22 February 2011

What I've learned

Don't regret anything. Everything happens for a reason and there can be beautiful hidden rewards. 

Be kind. It takes less effort than being mean, it's good for your soul, and it's the right thing to do.

Learn to express yourself: your talents, your emotions, your opinions. Find your unique voice and use it to leave your mark on the world and on the hearts and minds of the people you meet. 

Be open to all of life's possibilities. It's arrogant to think we know everything about the "unknown, unexpected and unseen". Having a closed mind just might deprive you of the experience of a lifetime.

Be whimsical. Serious people are a dime a dozen. It takes a special kind of person to recognize the importance of frivolity.

Talk to animals. You'll never feel so close to God or Nature as when you sit quietly in a garden or a park and actually lock eyes with a sparrow or murmur something silly to a squirrel. 

Ride a Merry Go Round at least once every summer if you can. Forget the 'Tower of Terror' or 'Rocket of Doom'. Get on an old wooden horse, grab at the brass ring and remember how it felt to be 6 years old again.

Read as much as you can get your hands on. 

Travel unexpectedly. Don't plan every moment. Walk down a street or alleyway that's not on the tour. 

Remember that life is a journey, not a destination. Enjoy the trip, and make it enjoyable for others. Because despite what you think, no one travels alone.

Keep a journal. One that no one ever sees but you. Write as sporadically or regularly as you want, but be honest.

Never think for a moment that you're finished growing up. The day you wake up and don't feel a little uncertain about life, or don't learn something, is the day you've died inside.

Don't be afraid to cry.

Laugh often. Find the humor in things.  Irreverence is sometimes the only saving grace in tragedy.

Defy any convention that doesn't reflect who you are or what you feel. Be yourself. It's a tough act to follow.

Don't be a slave to money. Use it to survive and use it improve your life. And if there's not enough to do both, use it to improve your life.

One word: Karma. It really does all come back at you. And anyway, why be unpleasant? 

Learn how to say no.

Learn how to say yes.

Learn how to say I'm sorry.

Be clean. Your house and your body should always be ready for company. 

Always keep a chilled bottle of champagne on hand. And when you open it, replace it. (Notice I said when, not if.)

Don't concern yourself with fads. Wear clothes that make you feel at home with yourself. The self-confidence you'll exude will make you look years younger and twice as beautiful as any fashion slave.

Treat guests like family, and family like company, so your guests feel at home and your loved ones feel special.

Don't be afraid to take chances. "If only.." are the two saddest words to murmur on your deathbed.

When it comes to love, more is seldom enough.

Data extract =
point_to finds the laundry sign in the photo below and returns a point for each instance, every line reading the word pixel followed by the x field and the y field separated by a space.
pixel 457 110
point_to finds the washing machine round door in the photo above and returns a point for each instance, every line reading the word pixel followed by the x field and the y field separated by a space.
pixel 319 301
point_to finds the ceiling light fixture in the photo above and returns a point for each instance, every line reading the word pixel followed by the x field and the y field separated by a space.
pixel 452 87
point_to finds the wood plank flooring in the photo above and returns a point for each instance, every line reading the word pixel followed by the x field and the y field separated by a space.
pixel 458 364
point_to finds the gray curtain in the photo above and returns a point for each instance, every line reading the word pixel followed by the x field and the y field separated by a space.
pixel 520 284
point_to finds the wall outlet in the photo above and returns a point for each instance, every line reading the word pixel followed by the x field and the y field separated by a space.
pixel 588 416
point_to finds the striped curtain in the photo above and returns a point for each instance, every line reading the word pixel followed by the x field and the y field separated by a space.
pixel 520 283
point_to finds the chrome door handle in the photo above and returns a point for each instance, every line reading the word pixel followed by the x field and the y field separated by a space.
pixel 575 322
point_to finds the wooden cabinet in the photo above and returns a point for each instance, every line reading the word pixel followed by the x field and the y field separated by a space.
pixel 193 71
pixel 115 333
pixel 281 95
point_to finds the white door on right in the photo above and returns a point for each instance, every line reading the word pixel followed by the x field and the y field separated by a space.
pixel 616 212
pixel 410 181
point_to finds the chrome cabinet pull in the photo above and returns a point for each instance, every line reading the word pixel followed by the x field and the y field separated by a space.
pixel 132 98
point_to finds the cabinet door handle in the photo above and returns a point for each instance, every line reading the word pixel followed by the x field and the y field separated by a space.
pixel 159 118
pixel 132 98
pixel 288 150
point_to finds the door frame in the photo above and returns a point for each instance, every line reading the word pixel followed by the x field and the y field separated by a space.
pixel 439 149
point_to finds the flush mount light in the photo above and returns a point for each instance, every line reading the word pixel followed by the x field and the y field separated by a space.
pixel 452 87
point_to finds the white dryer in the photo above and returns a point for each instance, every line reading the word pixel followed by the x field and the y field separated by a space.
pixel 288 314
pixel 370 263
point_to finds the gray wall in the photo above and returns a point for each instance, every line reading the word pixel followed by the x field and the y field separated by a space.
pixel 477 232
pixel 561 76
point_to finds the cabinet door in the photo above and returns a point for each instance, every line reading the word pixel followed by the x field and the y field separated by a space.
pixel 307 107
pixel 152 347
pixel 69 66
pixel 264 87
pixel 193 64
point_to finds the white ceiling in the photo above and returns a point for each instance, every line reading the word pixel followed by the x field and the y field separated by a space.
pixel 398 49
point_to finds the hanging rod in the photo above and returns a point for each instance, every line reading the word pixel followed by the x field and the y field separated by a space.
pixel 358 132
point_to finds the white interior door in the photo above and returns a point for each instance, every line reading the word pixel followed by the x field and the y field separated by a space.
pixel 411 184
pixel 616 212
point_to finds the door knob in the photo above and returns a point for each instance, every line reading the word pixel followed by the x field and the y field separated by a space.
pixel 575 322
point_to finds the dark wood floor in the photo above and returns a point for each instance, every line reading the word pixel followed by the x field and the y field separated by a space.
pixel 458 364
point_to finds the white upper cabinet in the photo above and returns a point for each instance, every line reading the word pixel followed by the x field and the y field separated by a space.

What you are asked to do = Could you copy the part of the "What I've learned" list above word for word, starting at "Never think for" and stopping after "grace in tragedy."?

Expected answer =
Never think for a moment that you're finished growing up. The day you wake up and don't feel a little uncertain about life, or don't learn something, is the day you've died inside.

Don't be afraid to cry.

Laugh often. Find the humor in things.  Irreverence is sometimes the only saving grace in tragedy.